Task directions
Copy all lines below exactly as written. Leave pictures out.

Record extracts
»»

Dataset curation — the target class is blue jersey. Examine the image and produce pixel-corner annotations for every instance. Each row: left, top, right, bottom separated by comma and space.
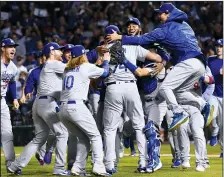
137, 60, 158, 95
208, 56, 223, 98
25, 65, 43, 97
121, 7, 204, 66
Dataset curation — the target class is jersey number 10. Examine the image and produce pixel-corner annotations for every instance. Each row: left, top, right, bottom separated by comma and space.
63, 75, 74, 90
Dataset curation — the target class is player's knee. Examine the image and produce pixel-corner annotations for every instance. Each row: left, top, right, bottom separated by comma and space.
1, 131, 13, 141
34, 131, 49, 145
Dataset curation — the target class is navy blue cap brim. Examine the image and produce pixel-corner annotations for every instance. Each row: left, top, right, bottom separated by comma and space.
154, 9, 163, 13
1, 44, 19, 47
126, 20, 140, 26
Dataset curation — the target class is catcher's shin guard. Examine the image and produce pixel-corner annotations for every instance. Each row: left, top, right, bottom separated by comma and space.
143, 121, 161, 169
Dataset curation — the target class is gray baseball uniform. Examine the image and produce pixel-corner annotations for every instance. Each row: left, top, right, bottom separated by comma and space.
103, 44, 148, 170
159, 58, 206, 114
59, 62, 107, 174
209, 96, 223, 151
1, 60, 17, 167
9, 60, 68, 174
177, 104, 206, 166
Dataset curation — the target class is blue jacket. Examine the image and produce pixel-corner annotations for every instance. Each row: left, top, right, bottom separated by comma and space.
122, 8, 204, 66
25, 65, 43, 96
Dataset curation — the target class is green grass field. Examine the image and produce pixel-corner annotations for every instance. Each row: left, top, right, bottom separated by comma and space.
1, 144, 223, 177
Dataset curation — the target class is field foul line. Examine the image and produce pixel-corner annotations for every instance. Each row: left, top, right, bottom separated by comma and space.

««

Task solution
Dataset curation — the target class is blue jersey. Examine the image and produce pixel-corner annotations for every instance. Each row: left, top, right, bottom separated by comma and space.
137, 60, 158, 95
208, 56, 223, 98
25, 65, 43, 97
121, 7, 204, 66
Dataset curation — the target class is jersey number 10. Examine the image and produce pixel-corner annotations for every instance. Each row: left, top, right, bottom separated by comma and space.
63, 75, 74, 90
Dataset curation — the target class is player's knee. Examine the image and produce pixel-corner annotations for every instance. Each row: left, top, right, bottom separated by comma and space.
1, 131, 13, 141
34, 131, 49, 145
Dataset curation — the target class is navy blue cap brim. Examine the image and produce pixel-corner annotations for every instance. Each row: left, top, right, bottom separated by comma and space.
154, 9, 163, 13
1, 44, 19, 47
126, 20, 140, 26
Dataset curation — the target class is catcher's shin guard. Examine the image and produce pixel-corner annotations for every instance. Each row: left, top, right, bottom separated by comma and space.
143, 121, 161, 169
Dataset curation — the target class is gray baseball uniform. Examine the image and produce pixel-corner annotations for every instance. Each row: left, top, right, bottom separated by comma and space.
103, 44, 148, 170
159, 58, 206, 114
59, 62, 107, 174
209, 96, 223, 151
1, 60, 17, 167
9, 60, 68, 174
177, 104, 206, 166
Dataset curation — the target class is blue jacket. Examine the image and produce pixel-corner annotations for every instance. Each row: left, top, right, bottom separated by comma and space.
122, 8, 204, 66
25, 65, 43, 96
Dataset curation — the target class is green grass field. Examine the image and produce pixel-corner annotations for every instance. Each row: left, top, right, bottom separated by comma and space.
1, 144, 223, 177
Dataset curation — the target class is field foul line. Examine the image and produce pixel-corner annotations for every instance. Each row: left, top, right, bottom separated by comma and space.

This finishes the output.